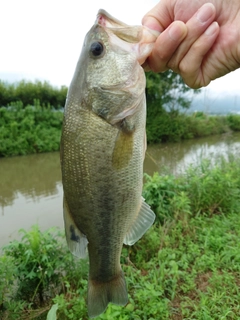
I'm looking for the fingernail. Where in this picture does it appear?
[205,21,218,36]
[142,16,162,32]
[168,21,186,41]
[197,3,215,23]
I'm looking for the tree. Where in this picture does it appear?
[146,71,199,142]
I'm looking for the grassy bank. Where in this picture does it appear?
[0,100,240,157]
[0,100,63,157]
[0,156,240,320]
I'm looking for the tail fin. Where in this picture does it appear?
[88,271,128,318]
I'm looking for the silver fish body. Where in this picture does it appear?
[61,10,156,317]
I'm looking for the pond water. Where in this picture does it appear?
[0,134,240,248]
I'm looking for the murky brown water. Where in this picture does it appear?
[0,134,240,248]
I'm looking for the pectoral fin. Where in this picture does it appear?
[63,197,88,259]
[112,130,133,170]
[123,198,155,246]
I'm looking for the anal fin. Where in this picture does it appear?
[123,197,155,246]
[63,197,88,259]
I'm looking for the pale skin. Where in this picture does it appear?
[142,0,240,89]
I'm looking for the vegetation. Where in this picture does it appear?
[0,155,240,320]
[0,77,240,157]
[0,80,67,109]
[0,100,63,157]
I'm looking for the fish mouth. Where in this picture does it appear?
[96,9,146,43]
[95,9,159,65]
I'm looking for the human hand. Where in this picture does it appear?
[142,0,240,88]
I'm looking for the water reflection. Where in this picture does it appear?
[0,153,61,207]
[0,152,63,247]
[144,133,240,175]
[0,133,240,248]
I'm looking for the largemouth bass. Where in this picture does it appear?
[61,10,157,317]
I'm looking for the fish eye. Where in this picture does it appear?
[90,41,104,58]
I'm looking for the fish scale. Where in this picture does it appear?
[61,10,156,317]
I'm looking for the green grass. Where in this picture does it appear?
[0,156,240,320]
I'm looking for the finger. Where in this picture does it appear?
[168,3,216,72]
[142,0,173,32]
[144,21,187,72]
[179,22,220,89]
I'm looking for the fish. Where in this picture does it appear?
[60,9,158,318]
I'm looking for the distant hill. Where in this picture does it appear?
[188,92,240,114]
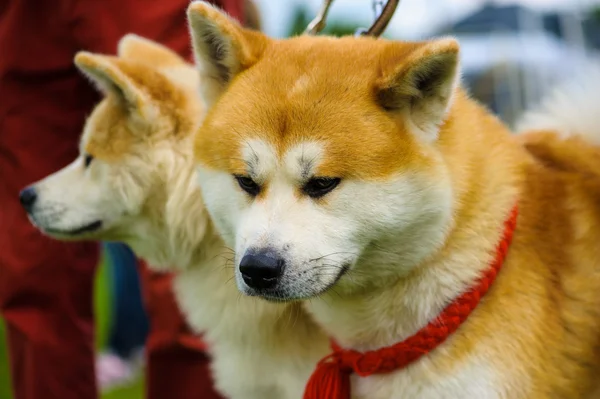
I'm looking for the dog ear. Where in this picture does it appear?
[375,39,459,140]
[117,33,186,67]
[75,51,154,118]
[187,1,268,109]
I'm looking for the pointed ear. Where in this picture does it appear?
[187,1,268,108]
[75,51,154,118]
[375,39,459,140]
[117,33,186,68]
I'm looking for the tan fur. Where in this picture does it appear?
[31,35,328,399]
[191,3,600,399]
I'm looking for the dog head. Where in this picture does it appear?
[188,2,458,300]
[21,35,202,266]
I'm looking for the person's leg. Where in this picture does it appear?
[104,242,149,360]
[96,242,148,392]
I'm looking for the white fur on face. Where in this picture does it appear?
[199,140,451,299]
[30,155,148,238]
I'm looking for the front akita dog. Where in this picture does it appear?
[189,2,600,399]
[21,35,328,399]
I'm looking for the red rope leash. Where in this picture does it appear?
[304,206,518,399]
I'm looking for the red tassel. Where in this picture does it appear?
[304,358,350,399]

====

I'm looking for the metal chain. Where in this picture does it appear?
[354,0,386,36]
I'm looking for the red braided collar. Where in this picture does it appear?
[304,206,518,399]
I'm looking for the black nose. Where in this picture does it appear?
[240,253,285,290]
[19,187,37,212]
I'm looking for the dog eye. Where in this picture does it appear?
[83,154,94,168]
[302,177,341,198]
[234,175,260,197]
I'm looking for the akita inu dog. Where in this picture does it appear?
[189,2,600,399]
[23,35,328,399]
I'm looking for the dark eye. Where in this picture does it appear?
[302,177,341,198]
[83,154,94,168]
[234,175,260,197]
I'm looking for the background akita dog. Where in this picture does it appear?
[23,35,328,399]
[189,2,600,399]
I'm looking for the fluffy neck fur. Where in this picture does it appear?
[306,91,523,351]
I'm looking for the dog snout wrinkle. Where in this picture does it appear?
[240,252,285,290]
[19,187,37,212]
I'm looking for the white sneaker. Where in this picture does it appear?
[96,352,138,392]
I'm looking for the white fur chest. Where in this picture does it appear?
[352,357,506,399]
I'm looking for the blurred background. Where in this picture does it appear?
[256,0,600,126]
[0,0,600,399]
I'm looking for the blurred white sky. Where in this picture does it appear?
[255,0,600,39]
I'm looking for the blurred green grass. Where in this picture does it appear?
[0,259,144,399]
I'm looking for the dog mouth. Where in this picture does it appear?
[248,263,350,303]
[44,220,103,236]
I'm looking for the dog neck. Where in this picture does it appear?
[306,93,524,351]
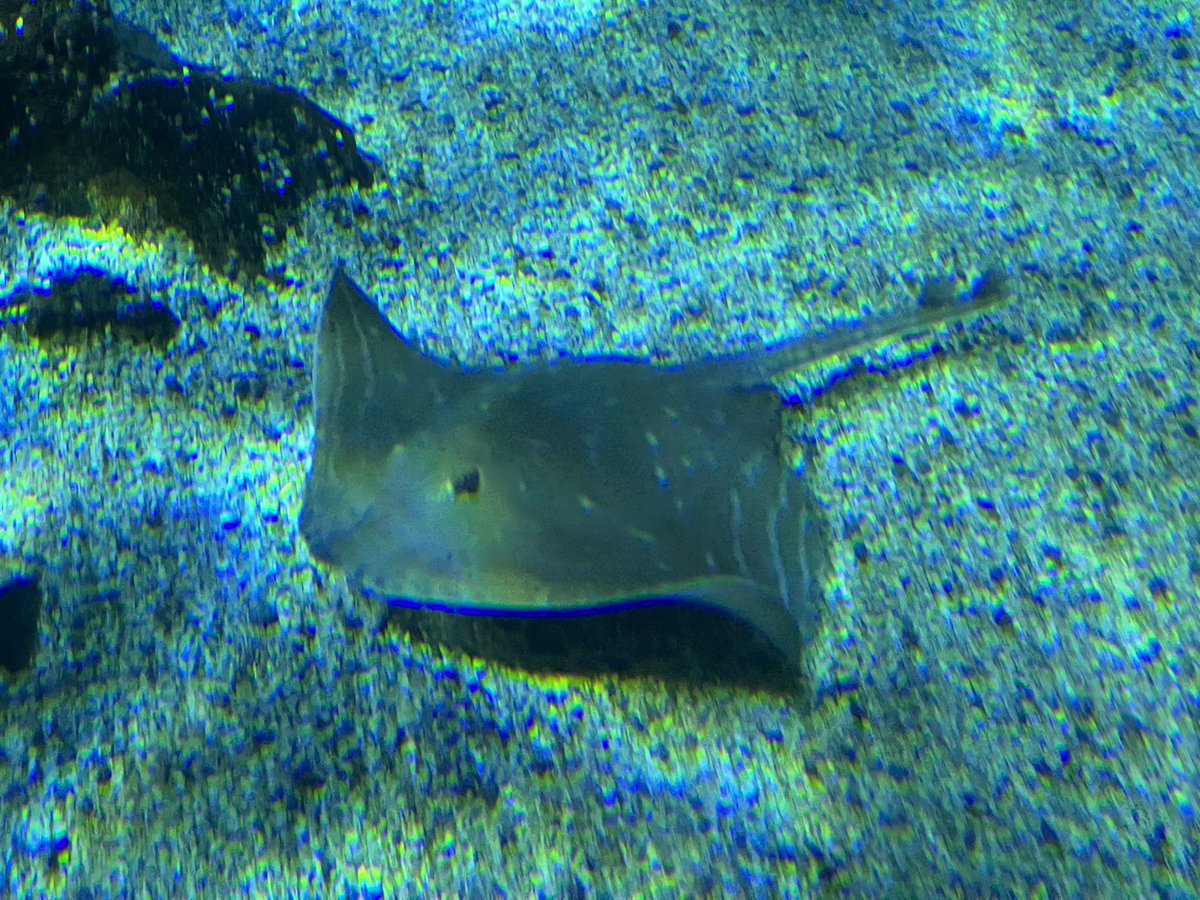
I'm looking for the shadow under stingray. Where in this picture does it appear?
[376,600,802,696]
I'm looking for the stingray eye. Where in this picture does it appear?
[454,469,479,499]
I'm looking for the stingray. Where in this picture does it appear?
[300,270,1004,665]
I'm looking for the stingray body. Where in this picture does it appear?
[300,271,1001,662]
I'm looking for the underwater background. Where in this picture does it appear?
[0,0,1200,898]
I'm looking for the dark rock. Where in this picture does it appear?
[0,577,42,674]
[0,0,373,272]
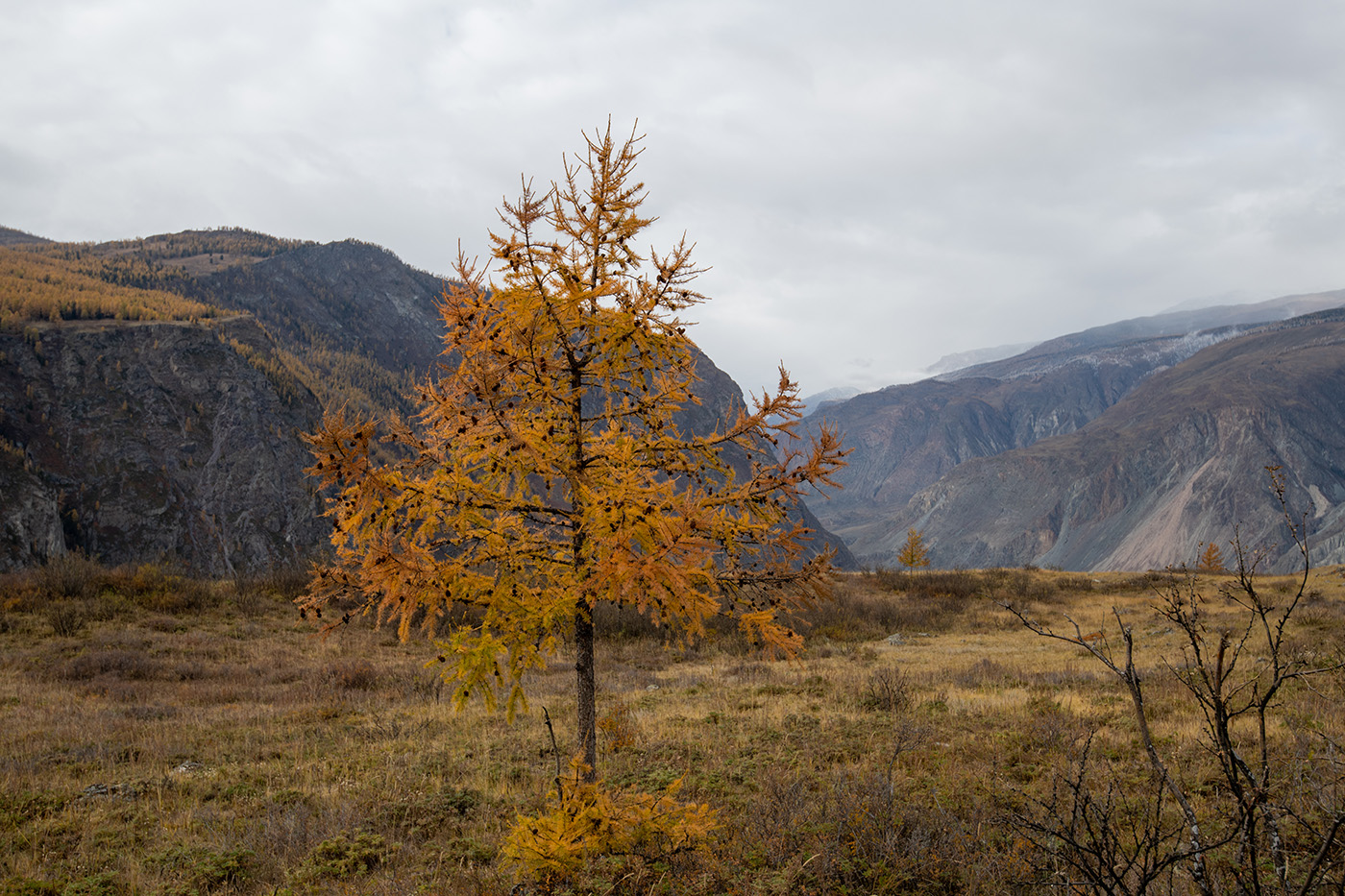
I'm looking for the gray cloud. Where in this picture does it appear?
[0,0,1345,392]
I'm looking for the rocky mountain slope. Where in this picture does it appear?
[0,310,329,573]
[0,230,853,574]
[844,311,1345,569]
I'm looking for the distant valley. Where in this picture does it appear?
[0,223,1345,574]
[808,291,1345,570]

====

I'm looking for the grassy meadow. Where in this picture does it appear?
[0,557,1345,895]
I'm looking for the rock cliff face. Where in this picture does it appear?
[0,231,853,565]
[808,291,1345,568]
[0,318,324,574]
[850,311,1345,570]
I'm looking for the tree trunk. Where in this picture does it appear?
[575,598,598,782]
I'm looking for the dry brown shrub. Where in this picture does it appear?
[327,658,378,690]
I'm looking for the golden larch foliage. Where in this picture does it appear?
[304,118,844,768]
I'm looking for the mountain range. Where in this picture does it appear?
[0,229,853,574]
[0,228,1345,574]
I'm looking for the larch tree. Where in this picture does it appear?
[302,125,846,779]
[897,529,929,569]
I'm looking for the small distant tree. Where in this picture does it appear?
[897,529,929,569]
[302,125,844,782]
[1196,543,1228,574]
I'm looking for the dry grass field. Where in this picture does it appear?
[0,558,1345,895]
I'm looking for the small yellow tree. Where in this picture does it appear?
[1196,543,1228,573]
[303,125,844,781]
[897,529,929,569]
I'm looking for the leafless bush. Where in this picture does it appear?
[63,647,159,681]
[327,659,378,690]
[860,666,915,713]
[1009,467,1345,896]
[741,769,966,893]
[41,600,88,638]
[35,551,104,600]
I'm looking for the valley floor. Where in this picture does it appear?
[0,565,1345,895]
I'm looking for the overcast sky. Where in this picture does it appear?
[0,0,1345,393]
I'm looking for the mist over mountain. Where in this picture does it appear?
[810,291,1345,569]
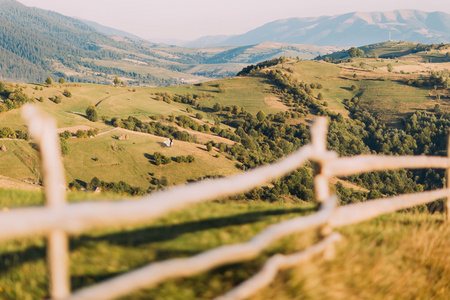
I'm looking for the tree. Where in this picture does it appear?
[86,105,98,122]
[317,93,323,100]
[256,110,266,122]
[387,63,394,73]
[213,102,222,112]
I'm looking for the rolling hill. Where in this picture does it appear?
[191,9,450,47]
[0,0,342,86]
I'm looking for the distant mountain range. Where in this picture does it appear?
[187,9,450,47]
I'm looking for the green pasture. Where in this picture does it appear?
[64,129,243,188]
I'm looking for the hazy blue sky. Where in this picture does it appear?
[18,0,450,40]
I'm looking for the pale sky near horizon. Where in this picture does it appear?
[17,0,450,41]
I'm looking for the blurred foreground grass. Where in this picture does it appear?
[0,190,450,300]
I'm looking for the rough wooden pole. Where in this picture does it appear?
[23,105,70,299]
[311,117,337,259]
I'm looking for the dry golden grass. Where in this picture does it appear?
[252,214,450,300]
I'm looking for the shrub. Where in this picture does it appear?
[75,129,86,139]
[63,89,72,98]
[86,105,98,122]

====

Can you print the data verbatim, starting at the line that contains "I'm looking for the background" and ending at the line that contains "[808,291,1345,570]", but leaving the pictures out of your answer?

▶ RESULT FOR THIS TASK
I'm looking for the background akita dog. Where in this picture does it appear?
[23,35,328,399]
[189,2,600,399]
I'm looking for the fluffy neck fur. Where in this picture does it appear?
[306,91,523,351]
I'm looking for the dog snout wrinkle. Where in this picture does it appear?
[240,252,285,290]
[19,187,37,212]
I'm looking for the white sneaker. Where in this picture does it appear?
[96,352,138,392]
I'm looking for the white fur chest. Where in this picture does it appear?
[352,357,506,399]
I'm looking for the blurred background. Where in this picture does it appear?
[256,0,600,126]
[0,0,600,399]
I'm looking for the blurred white sky. Where in this picture does it appear?
[255,0,600,39]
I'm looking for the blurred green grass. Where in this picture does it appear?
[0,259,144,399]
I'm looking for the dog mouth. Where in this picture does it appear?
[248,263,350,303]
[44,220,103,236]
I'm looking for the dog neck. Where in this picture does it appear?
[306,93,524,351]
I'm looking for the shadow under stingray. Where in this picture does it appear?
[376,600,802,696]
I'm looking for the stingray eye. Where in this picture does it appear?
[454,469,479,499]
I'm looking for the stingray. Where in this picture does it appear?
[300,270,1004,665]
I'm looking for the stingray body. Where in this picture does it appear?
[300,271,1001,662]
I'm looking for the underwater background. Where in this picture does it appear?
[0,0,1200,898]
I'm looking for the dark rock. Where in this picture does it appear?
[0,577,42,674]
[0,0,373,272]
I'm looking for the gray cloud. Where in this picture does it appear?
[0,0,1345,392]
I'm looking for the rocky mountain slope. Where in this picture does it appear?
[0,310,329,573]
[0,230,853,574]
[844,311,1345,569]
I'm looking for the distant valley. Where in this picture does it appear?
[0,223,1345,574]
[808,291,1345,570]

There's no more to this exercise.